● Directive
Edit the lines below by replacing "wristwatch" with "watch" and changing nothing else, and leave the pictures out of your answer.

● Object outline annotations
━━━━━━━━

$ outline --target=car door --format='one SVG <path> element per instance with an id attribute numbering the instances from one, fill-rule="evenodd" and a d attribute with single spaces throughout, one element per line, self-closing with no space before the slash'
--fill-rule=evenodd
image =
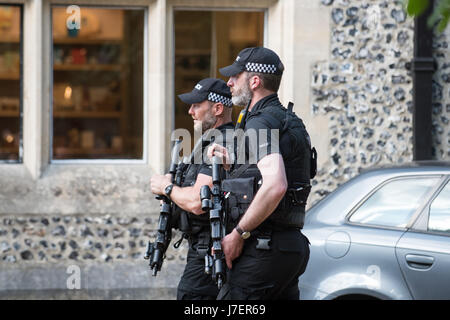
<path id="1" fill-rule="evenodd" d="M 414 299 L 450 299 L 450 182 L 444 182 L 396 255 Z"/>

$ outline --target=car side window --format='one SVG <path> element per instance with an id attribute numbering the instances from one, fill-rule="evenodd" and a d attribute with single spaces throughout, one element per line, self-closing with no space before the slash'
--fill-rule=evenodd
<path id="1" fill-rule="evenodd" d="M 439 177 L 392 180 L 367 198 L 350 222 L 404 228 L 438 181 Z"/>
<path id="2" fill-rule="evenodd" d="M 430 206 L 428 231 L 450 234 L 450 182 L 441 190 Z"/>

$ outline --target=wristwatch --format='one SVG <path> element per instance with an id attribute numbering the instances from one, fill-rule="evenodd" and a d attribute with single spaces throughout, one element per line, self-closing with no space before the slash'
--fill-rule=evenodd
<path id="1" fill-rule="evenodd" d="M 248 239 L 251 236 L 250 232 L 242 230 L 239 226 L 236 226 L 235 229 L 239 233 L 241 238 L 244 239 L 244 240 Z"/>
<path id="2" fill-rule="evenodd" d="M 170 198 L 170 194 L 172 193 L 172 189 L 173 189 L 173 183 L 169 184 L 165 189 L 164 189 L 164 193 L 166 194 L 166 196 L 168 198 Z"/>

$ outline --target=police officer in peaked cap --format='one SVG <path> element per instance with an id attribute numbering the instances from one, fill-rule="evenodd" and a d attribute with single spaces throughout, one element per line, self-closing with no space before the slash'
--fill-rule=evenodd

━━━━━━━━

● Task response
$ outline --target=car door --format='one SVG <path> element per instance with an id attribute numbering the instances from one, fill-rule="evenodd" and a d attribute with single spaces throughout, one element per line, self-closing with no space before the slash'
--fill-rule=evenodd
image =
<path id="1" fill-rule="evenodd" d="M 414 299 L 450 299 L 450 182 L 444 182 L 396 255 Z"/>

$ outline --target=car side window --format='one SVG <path> element per instance with an id attribute numbering the instances from one, fill-rule="evenodd" and a d attribute with single spaces throughout, one element per line, self-closing with no space before the slash'
--fill-rule=evenodd
<path id="1" fill-rule="evenodd" d="M 439 177 L 392 180 L 367 198 L 350 222 L 404 228 L 438 181 Z"/>
<path id="2" fill-rule="evenodd" d="M 430 206 L 428 231 L 450 234 L 450 182 L 441 190 Z"/>

$ outline --target=watch --format='one SVG <path> element per instance with an id attribute numbering the instances from one, fill-rule="evenodd" and a d attribute with single spaces throughout, one element per line, self-closing with no space before the slash'
--fill-rule=evenodd
<path id="1" fill-rule="evenodd" d="M 248 239 L 251 236 L 250 232 L 242 230 L 239 226 L 236 226 L 235 229 L 239 233 L 241 238 L 244 239 L 244 240 Z"/>
<path id="2" fill-rule="evenodd" d="M 170 198 L 170 194 L 172 193 L 172 189 L 173 189 L 173 183 L 169 184 L 165 189 L 164 189 L 164 193 L 166 194 L 166 196 L 168 198 Z"/>

$ outline --target=police officer in peaked cap --format='one SVG <path> element per instance with an id attribute numbering the instances from one, fill-rule="evenodd" and a d attribute with single spaces throughout, one element per line, self-closing with no space before the slash'
--fill-rule=evenodd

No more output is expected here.